━━━ AUSGEWÄHLTER TEXT

III.F. Theorien einer Politik der Unbestimmtheit

Das dritte Paradigma findet seine Grundlagen in der analogen Geste des Verwerfens eines klassischen Kommunikationsmodells in den Schriften der beiden französischen Philosophen Jacques Derrida und Jacques Rancière. Entscheidend für den Ansatz ist dabei die Vorstellungen der kommunikativen Bruchstellen und der Kontextunabhängigkeit, die Derrida im Begriff der Iterabilität einführt.


In seinem Aufsatz Signatur Ereignis Kontext (1972) macht sich Derrida gegen das klassische Kommunikationsmodell stark, das Kommunikation als Übergabe einer Botschaft von Schreiber_innen an Adressat_innen konzipiert und hierbei einen bruchlosen, homogenen Kommunikationsraum und einen linearen Verlauf der Mitteilung annimmt. Er argumentiert, dass das Schriftstück in Abwesenheit sowohl von Autor_innen als auch von seinen historischen Adressat_innen lesbar bleibt, es also entgegen klassischer Annahmen gerade kontextunabhängig funktioniert (Derrida 1972: 136, 141). Das Merkmal des Zeichens besteht für ihn darin, dass es außerhalb des Kontext seines ersten Auftretens wiederhol-, aufruf- und zitierbar ist – das heißt: es hat eine iterierbare Form. Derridas Begriff der Iterierbarkeit bleibt aber nicht bei einfacher Mimese stehen; er meint ein Moment, das „Wiederholung mit der Andersheit verbindet“ (a.a.O.: 133). Zum Zweck der Betonung der Form des Zeichens „abstrahiert“ Derrida dabei, wie Butler richtig kritisiert, „von seiner gesellschaftlichen Verfahrensweise“ (Butler 2013: 235).

━━━━━━
━━━ BEREITGESTELLTES MATERIAL

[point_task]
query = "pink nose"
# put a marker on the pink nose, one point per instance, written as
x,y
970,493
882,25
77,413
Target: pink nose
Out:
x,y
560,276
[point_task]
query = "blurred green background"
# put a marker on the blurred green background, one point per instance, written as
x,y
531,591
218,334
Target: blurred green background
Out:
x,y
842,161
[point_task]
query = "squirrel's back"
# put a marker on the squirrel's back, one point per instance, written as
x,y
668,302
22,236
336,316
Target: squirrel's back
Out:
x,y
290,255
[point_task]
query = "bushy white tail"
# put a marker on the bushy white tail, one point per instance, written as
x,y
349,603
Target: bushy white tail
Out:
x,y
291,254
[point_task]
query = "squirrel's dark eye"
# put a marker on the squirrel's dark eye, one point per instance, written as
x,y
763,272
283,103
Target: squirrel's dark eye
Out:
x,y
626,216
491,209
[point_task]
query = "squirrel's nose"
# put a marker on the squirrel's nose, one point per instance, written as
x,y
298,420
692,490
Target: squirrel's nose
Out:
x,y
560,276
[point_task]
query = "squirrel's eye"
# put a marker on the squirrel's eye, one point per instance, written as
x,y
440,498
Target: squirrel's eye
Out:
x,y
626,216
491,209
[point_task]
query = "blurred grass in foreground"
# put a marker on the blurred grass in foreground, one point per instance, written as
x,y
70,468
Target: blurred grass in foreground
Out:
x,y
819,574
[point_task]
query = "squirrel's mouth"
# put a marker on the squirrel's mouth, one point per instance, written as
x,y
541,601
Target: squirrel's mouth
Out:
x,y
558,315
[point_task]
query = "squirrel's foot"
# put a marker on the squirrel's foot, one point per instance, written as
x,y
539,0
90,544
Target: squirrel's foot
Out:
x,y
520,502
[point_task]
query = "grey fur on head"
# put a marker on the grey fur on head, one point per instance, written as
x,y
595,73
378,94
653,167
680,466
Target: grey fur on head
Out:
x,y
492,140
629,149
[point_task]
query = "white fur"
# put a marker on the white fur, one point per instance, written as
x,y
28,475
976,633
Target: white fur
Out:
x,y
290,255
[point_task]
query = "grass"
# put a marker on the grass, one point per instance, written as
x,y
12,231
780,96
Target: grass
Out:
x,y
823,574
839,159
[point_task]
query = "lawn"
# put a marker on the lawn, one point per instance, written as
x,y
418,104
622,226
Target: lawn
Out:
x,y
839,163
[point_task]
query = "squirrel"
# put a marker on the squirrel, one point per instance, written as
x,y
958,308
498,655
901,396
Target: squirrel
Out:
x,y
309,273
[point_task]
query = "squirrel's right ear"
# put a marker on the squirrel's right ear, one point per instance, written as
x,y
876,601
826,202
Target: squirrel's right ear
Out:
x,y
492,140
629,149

━━━━━━

ZU ERLEDIGEN
A - Zählen Sie die Zeilen der Auflistung, in denen die Zeichenfolge „foot“ vorkommt, und nennen Sie ausschließlich diese Anzahl.
B - Greifen Sie den Text über Derridas Begriff der Iterierbarkeit auf und führen Sie ihn im Anschluss an seinen letzten Satz weiter.

ANTWORTEN JE AUFGABE
A - 3

B -
Die Bedeutung der Bruchstellen, die das Konzept der Iterabilität ermöglicht, werden im Denken des französischen Philosophen Jacques Rancière radikalisiert. Sie sind zentral für das Paradigma der Unbestimmtheit. Für Rancière sind es nämlich gerade diese Brüche, die einen Begriff der künstlerischen Emanzipation zulassen. Im Gegensatz zum Paradigma der Praxis verschiebt er den Blickwinkel und stellt sich nicht die Frage, wie Autor_innen befähigt sein müssen, um ein Kunstwerk zu kreieren, sondern wie das Kunstwerk beschaffen sein muss, um den Zuschauer_innen ein emanzipatorisches Moment zu ermöglichen. Neben dem ersten Bruch zwischen Text und Autor_in wird für ihn also der Bruch zwischen Text und Adressat_in relevanter. Er ist für ihn gar der wirkliche „ästhetische Bruch“ (Rancière 2015: 73).

An diesem Bruch kann sich Rancières Ansicht nach eine punktuelle statutarische Gleichheit zwischen Autor_innen und Zuschauer_innen herstellen. In anderen Worten: Durch diesen Bruch kann es nicht länger die Botschaft eines wissenden Meisters geben, die an seinen unwissenden Schüler überstellt wird, weil er die komplette „Infragestellung des Ursache-Wirkungs-Verhältnisses“ (a.a.O.: 33) bedeutet. Die Brüche fügen zwischen Künstler_in und Zuschauer_in etwas ein, das als „selbständige Sache“ (a.a.O.: 25),[Unbekannt1]  als Widerständiges, in sich selbst eine Distanz trägt. Emanzipation kann also nicht im Erhalt einer Botschaft oder im Kreieren eines Kunstwerks bestehen, das man in der Folge anderen zur Schau stellt. Vielmehr liegt sie ausschließlich in einem ästhetischen Moment, das Autor_in wie Zuschauer_in gleichermaßen fremd ist (a.a.O.: 150), das sie gleichermaßen in den Zustand von Distanz versetzt und somit die hierarchische Ordnung zwischen ihnen aufhebt. Rancière schreibt dazu:

„Der ästhetische Bruch hat somit eine einzigartige Form der […] Wirksamkeit einer [73] Entkoppelung, eines Bruchs des Verhältnisses zwischen den Erzeugnissen des künstlerischen Könnens und den bestimmten gesellschaftlichen Zwecken, zwischen den sinnlichen Formen, den Bedeutungen, die man auf ihnen lesen kann, und den Wirkungen, die sie hervorbringen können; anders gesagt: die Wirksamkeit eines Dissenses.“ (a.a.O.: 72f)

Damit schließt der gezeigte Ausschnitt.